▶ **Short problem**: Count the lines in the items below that contain the string "bicycle", treating uppercase and lowercase as different, and reply with only that number.

(Stored data entries)
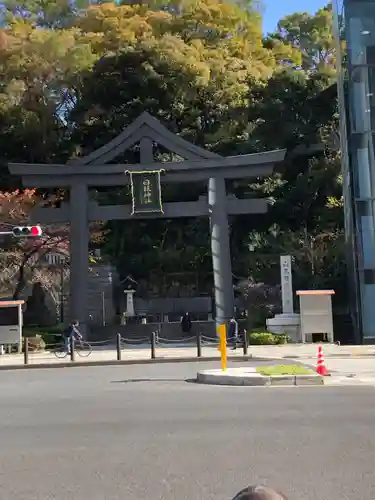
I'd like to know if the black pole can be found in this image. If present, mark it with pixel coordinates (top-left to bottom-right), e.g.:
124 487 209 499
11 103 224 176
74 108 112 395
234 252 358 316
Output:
116 333 121 361
197 332 202 358
70 335 76 361
23 337 29 365
151 332 156 359
243 328 249 356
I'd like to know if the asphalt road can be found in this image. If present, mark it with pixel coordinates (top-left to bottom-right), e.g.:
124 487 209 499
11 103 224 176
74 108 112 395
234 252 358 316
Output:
0 363 375 500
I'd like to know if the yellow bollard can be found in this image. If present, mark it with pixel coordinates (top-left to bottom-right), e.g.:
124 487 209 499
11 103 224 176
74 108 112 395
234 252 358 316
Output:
218 325 227 371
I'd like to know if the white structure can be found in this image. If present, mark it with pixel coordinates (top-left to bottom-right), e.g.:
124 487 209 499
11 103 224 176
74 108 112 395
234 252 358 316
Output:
0 300 25 353
266 255 301 342
297 290 335 343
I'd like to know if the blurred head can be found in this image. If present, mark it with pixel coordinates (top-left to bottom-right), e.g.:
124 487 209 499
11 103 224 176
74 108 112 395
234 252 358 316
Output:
232 485 288 500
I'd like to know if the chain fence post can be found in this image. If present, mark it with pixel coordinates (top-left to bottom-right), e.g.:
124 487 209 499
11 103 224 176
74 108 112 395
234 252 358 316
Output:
116 333 121 361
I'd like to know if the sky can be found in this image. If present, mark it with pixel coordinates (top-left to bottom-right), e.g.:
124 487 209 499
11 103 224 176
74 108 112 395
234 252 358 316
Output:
262 0 328 33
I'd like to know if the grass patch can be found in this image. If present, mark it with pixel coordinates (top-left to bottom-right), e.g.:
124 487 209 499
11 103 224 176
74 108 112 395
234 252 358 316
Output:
257 365 314 377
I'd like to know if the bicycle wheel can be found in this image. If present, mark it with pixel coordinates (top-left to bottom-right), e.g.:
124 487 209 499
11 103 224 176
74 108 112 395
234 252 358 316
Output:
75 341 92 358
53 344 68 358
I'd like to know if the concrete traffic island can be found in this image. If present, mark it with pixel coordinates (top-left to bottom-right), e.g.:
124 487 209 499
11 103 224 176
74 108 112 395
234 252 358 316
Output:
197 367 324 386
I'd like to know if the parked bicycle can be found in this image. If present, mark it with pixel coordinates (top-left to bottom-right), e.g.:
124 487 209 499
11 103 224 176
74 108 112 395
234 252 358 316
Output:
53 340 92 358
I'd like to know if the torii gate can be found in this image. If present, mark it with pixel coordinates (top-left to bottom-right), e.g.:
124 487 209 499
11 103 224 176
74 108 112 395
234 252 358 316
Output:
9 113 285 330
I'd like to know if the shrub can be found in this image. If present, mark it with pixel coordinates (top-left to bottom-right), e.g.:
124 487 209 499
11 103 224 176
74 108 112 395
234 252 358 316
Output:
249 332 290 345
23 323 66 345
249 332 275 345
26 335 46 352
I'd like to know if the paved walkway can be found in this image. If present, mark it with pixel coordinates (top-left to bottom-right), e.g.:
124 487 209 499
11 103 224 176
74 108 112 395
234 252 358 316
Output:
0 343 375 372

▶ **Task output**: 2